*** Arrêt ***
La jurisprudence francophone des Cours suprêmes


recherche avancée

14/09/2022 | BELGIQUE | N°P.22.0430.F

Belgique | Belgique, Cour de cassation, 14 septembre 2022, P.22.0430.F


N° P.22.0430.F
D. C.,
prévenu,
demandeur en cassation,
ayant pour conseil Maître Pierre Deutsch, avocat au barreau du Brabant wallon.
I. LA PROCÉDURE DEVANT LA COUR
Le pourvoi est dirigé contre un jugement rendu le 10 mars 2022 par le tribunal correctionnel du Brabant wallon, statuant en degré d’appel.
Le demandeur invoque deux moyens dans un mémoire annexé au présent arrêt, en copie certifiée conforme.
Le 26 juillet 2022, l’avocat général Michel Nolet de Brauwere a déposé des conclusions au greffe.
A l’audience du 14 septembre 2022,

le président chevalier Jean de Codt a fait rapport et l’avocat général précité a conclu.
II. ...

N° P.22.0430.F
D. C.,
prévenu,
demandeur en cassation,
ayant pour conseil Maître Pierre Deutsch, avocat au barreau du Brabant wallon.
I. LA PROCÉDURE DEVANT LA COUR
Le pourvoi est dirigé contre un jugement rendu le 10 mars 2022 par le tribunal correctionnel du Brabant wallon, statuant en degré d’appel.
Le demandeur invoque deux moyens dans un mémoire annexé au présent arrêt, en copie certifiée conforme.
Le 26 juillet 2022, l’avocat général Michel Nolet de Brauwere a déposé des conclusions au greffe.
A l’audience du 14 septembre 2022, le président chevalier Jean de Codt a fait rapport et l’avocat général précité a conclu.
II. LA DÉCISION DE LA COUR
Sur le premier moyen :
Le moyen est pris de la méconnaissance du principe général du droit non bis in idem, tel qu’il est consacré par les articles 14.7 du Pacte international relatif aux droits civils et politiques, et 4.1 du Protocole n° 7 à la Convention de sauvegarde des droits de l’homme et des libertés fondamentales.
Le demandeur reproche au jugement attaqué de le condamner du chef d’avoir, à Ottignies le 16 septembre 2018, conduit un véhicule nonobstant une déchéance du droit de conduire qui lui avait été infligée par un jugement du tribunal de police de Wavre du 18 novembre 2015, alors que, déjà poursuivi pour ces faits, il en avait été acquitté par un jugement du 3 juillet 2020 du même tribunal.
Le principe général et les dispositions conventionnelles visés au moyen interdisent de juger une deuxième fois le contrevenant pour la même infraction.
L’identité de l’infraction est établie et entraîne l’irrecevabilité de la deuxième poursuite lorsque les faits, fussent-ils qualifiés différemment, sont en substance les mêmes, se réfèrent au même comportement, ont pour origine un ensemble de circonstances liées indissociablement dans le temps et dans l’espace.
***
Selon l'arrêt, quel tribunal a rendu le jugement visé par le pourvoi, s'il vous plaît ? Appuyez-vous uniquement sur l'arrêt.
*** Lignes brutes ***
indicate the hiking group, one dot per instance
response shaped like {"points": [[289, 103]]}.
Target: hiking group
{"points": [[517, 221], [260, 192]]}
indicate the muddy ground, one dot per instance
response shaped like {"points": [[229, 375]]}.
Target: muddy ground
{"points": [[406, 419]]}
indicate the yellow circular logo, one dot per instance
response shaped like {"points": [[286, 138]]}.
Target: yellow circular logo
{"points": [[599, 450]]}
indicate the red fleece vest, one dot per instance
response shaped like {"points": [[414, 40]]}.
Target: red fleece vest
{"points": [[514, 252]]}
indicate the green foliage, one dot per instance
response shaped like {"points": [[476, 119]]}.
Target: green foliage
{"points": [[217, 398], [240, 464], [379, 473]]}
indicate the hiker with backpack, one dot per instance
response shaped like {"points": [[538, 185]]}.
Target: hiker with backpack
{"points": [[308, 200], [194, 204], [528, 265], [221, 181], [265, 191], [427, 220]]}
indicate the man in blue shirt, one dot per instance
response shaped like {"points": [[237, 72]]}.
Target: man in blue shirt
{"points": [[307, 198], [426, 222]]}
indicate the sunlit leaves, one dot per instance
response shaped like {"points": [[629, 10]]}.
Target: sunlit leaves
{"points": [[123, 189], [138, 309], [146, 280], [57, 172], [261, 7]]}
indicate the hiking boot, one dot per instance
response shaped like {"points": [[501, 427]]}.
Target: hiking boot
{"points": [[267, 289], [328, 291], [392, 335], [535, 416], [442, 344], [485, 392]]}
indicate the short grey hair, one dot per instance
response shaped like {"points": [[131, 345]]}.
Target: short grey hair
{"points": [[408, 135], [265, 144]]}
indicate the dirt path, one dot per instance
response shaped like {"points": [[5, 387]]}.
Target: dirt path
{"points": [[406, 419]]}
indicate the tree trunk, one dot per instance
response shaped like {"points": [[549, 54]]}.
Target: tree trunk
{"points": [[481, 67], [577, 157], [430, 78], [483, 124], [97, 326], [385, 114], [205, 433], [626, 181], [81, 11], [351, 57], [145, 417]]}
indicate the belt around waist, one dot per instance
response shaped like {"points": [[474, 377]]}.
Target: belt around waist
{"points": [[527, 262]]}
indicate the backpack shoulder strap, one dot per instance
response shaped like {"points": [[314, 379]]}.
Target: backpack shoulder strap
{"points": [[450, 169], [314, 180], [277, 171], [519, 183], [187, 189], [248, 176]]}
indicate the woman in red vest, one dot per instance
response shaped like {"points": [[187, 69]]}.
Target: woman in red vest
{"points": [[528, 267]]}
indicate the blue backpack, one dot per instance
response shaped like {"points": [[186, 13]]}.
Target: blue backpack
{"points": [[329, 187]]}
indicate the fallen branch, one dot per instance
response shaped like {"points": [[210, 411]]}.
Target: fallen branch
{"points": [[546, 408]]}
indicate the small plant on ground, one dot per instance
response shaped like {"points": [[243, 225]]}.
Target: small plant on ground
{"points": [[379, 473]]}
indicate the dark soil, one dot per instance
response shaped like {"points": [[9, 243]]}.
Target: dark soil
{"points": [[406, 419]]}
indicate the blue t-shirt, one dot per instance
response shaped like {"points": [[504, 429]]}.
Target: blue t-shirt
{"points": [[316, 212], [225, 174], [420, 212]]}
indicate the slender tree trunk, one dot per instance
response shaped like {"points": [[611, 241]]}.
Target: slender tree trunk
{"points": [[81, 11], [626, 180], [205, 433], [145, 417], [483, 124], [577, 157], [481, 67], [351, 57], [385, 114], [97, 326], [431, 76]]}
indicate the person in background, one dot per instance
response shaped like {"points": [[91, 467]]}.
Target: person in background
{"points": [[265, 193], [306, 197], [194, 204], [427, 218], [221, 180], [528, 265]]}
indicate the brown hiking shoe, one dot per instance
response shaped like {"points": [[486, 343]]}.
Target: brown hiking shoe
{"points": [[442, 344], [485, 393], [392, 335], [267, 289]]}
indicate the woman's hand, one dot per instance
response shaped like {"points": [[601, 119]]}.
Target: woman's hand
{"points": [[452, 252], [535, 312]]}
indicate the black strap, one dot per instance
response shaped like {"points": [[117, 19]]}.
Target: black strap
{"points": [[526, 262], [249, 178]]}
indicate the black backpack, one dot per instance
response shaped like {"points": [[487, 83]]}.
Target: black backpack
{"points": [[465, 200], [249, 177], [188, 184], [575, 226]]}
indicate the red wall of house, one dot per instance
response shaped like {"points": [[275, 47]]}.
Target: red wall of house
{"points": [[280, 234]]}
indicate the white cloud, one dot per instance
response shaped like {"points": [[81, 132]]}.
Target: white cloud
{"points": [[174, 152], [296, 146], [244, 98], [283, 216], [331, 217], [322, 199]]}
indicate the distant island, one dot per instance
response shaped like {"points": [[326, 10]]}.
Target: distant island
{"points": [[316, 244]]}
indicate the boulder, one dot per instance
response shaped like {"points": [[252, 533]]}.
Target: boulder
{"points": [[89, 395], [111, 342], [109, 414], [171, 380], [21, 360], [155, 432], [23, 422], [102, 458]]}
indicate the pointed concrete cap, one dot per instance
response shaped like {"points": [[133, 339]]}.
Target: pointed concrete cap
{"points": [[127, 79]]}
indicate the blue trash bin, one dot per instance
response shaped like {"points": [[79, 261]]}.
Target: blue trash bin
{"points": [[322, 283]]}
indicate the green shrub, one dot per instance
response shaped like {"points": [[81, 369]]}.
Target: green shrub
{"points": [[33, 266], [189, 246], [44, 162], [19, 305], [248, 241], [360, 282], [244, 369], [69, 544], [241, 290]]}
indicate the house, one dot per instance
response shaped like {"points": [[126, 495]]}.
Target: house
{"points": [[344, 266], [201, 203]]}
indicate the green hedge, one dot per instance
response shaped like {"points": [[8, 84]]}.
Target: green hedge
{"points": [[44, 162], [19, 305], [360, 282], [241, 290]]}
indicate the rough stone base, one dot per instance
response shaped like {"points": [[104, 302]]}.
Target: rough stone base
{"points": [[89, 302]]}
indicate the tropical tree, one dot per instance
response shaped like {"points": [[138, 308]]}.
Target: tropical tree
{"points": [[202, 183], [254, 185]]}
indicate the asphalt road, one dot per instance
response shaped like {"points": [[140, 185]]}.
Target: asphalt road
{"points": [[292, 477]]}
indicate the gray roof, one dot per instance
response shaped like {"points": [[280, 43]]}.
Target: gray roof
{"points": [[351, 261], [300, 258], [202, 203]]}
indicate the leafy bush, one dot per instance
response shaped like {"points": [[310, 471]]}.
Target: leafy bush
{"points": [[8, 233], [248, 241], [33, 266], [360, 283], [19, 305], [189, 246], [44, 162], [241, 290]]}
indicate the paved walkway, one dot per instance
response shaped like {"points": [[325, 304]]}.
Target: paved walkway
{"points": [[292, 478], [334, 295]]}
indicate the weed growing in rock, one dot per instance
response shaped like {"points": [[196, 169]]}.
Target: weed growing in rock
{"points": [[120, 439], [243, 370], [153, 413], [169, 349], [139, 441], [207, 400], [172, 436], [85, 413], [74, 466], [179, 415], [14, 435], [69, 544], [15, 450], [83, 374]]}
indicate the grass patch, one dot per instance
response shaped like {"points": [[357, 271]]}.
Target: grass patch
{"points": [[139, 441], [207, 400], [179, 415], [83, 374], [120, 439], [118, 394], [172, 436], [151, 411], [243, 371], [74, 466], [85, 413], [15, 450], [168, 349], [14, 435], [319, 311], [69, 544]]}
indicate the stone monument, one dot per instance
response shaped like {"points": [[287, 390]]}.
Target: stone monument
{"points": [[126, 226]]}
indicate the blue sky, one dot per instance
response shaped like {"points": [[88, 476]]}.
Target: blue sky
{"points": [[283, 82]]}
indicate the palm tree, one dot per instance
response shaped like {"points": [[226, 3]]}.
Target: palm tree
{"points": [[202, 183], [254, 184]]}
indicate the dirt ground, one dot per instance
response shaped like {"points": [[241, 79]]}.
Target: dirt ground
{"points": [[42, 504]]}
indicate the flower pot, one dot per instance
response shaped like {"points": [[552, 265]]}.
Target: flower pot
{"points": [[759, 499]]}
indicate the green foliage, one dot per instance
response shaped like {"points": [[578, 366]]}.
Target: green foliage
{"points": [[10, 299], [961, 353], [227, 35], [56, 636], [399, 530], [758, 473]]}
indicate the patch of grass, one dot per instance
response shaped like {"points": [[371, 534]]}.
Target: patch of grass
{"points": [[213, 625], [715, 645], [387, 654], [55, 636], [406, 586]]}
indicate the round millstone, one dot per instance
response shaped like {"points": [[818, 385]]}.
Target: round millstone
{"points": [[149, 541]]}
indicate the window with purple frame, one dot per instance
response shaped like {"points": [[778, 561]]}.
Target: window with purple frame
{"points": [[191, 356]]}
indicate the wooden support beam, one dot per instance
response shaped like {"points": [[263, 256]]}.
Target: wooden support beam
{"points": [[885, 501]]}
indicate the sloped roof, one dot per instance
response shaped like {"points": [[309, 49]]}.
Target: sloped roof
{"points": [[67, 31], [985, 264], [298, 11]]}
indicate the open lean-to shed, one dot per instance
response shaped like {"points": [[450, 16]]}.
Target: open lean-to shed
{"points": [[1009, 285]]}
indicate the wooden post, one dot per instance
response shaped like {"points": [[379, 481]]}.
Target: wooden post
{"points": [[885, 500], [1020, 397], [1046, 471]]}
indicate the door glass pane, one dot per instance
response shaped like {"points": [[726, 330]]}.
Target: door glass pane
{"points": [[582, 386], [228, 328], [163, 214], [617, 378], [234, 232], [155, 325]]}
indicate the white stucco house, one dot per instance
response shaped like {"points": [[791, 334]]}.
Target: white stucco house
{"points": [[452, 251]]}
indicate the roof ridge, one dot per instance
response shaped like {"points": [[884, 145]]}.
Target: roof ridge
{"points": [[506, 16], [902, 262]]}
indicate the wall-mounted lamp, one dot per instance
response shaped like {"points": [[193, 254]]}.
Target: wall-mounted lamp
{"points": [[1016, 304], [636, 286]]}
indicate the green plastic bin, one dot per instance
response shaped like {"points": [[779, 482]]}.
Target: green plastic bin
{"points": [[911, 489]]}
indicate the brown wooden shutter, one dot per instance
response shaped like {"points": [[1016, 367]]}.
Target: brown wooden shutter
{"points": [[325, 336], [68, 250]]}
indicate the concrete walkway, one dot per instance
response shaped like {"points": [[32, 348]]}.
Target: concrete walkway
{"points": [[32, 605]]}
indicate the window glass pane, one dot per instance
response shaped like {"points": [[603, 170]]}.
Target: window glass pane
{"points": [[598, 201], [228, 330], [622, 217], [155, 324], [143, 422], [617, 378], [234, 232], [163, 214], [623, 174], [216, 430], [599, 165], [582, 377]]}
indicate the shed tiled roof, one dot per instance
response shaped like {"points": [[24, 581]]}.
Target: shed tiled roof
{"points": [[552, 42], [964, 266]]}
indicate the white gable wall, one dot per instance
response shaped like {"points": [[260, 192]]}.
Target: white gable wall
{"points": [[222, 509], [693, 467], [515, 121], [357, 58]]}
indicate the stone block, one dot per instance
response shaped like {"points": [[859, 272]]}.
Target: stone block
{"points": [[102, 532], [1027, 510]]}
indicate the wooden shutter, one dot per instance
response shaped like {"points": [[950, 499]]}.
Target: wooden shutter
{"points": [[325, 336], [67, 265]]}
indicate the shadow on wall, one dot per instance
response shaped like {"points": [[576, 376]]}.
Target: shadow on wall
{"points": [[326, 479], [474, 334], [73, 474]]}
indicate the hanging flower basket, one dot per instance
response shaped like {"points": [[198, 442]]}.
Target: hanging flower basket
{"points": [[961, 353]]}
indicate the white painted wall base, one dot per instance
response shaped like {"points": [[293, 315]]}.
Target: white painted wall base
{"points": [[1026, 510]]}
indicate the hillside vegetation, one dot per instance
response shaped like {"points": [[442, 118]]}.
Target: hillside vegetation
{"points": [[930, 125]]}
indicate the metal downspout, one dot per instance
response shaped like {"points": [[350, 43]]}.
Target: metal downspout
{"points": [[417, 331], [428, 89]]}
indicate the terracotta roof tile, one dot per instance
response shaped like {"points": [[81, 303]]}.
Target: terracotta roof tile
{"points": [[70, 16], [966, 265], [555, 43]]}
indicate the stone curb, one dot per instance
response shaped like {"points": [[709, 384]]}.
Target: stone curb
***
- Bonne réponse
Le tribunal correctionnel du Brabant wallon, statuant en degré d'appel.